Render the listing below as a numbered list, starting at the line that contains "Category: red roof" and continuing through the listing's last line, with both ends included. Include only those lines, and omit any blank lines.

**** Supplied entries

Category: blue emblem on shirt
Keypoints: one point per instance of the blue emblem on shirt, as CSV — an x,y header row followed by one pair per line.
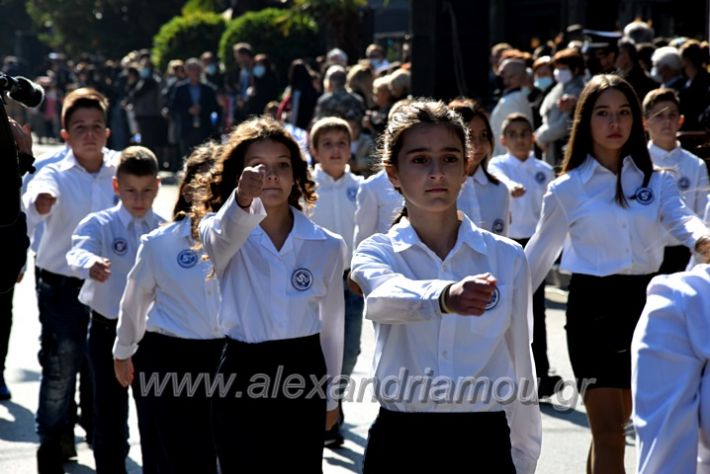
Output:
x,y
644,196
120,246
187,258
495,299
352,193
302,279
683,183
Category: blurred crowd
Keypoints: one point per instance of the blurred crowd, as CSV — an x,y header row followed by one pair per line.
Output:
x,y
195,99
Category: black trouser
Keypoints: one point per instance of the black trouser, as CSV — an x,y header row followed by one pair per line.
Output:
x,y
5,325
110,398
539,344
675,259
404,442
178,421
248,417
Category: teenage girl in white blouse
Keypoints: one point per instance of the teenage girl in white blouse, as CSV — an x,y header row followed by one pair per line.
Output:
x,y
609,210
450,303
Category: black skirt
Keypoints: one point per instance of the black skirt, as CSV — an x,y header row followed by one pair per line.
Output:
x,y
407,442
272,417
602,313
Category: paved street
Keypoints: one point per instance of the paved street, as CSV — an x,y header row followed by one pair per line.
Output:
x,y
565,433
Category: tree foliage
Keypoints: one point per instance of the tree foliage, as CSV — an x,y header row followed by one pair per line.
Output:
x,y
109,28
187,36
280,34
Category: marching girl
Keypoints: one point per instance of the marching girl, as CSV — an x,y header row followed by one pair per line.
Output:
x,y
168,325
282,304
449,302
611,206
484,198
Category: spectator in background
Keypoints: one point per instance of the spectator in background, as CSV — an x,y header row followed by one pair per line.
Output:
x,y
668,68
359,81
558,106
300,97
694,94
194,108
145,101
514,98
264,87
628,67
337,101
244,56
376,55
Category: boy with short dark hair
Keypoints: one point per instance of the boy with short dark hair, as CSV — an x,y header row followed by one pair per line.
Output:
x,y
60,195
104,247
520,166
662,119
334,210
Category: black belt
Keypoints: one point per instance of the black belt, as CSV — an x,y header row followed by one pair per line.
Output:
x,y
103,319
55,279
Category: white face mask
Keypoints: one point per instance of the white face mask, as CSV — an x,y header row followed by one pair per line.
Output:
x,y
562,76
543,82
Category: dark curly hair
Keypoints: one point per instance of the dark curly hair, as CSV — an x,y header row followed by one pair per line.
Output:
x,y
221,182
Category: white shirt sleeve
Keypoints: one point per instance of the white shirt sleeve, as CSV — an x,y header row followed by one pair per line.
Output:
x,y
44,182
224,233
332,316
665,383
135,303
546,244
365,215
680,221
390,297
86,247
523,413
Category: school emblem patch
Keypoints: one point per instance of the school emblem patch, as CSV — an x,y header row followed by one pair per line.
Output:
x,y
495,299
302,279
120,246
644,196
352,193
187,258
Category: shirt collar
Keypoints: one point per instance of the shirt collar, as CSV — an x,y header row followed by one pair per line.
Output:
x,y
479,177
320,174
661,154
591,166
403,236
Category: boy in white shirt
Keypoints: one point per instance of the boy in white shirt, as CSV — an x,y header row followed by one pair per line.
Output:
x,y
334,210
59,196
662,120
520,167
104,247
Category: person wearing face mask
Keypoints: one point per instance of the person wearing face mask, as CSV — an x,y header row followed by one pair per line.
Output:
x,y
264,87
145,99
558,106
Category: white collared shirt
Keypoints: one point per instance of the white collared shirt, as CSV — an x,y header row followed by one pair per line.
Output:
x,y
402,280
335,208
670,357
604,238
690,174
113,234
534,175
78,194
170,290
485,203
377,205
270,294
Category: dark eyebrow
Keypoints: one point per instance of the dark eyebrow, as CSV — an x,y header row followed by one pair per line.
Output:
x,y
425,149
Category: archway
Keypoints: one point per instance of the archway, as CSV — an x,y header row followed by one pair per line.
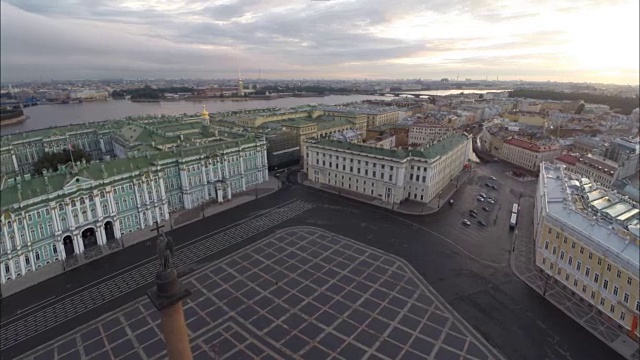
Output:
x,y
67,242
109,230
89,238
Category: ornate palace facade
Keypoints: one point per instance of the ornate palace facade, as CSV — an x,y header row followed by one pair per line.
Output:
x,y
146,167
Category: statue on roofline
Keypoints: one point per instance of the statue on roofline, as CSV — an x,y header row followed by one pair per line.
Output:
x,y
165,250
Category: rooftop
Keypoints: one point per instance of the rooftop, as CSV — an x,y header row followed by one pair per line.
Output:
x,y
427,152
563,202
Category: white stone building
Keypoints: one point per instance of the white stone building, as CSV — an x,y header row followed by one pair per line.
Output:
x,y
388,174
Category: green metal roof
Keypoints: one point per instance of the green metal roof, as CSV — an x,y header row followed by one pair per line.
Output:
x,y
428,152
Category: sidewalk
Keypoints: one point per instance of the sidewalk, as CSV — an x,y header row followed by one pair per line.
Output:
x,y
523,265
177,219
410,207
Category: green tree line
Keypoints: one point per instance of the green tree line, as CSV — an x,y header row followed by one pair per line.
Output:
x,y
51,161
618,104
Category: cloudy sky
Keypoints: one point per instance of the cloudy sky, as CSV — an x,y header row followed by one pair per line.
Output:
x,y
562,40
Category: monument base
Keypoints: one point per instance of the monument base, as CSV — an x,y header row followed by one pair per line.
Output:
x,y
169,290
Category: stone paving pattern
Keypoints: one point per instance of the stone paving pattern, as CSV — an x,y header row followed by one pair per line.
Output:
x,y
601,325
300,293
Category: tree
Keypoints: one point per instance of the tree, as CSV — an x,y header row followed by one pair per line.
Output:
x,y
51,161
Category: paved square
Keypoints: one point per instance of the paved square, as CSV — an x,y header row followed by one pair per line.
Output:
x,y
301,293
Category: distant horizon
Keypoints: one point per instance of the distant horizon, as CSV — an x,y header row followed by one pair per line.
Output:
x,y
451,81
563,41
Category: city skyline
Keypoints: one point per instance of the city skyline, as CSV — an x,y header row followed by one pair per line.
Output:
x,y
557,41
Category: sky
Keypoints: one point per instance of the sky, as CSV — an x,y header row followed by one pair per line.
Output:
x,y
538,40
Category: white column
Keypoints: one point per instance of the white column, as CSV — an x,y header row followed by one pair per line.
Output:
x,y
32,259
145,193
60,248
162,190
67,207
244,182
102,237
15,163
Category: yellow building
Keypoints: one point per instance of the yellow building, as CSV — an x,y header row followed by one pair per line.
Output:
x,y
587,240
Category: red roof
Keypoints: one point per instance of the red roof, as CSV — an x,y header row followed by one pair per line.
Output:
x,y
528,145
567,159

********

The output:
1. Category: red roof
2. Keypoints: one point per instance of the red roof, as CSV — an x,y header row followed by one pair per line.
3. Output:
4. x,y
5. 528,145
6. 567,159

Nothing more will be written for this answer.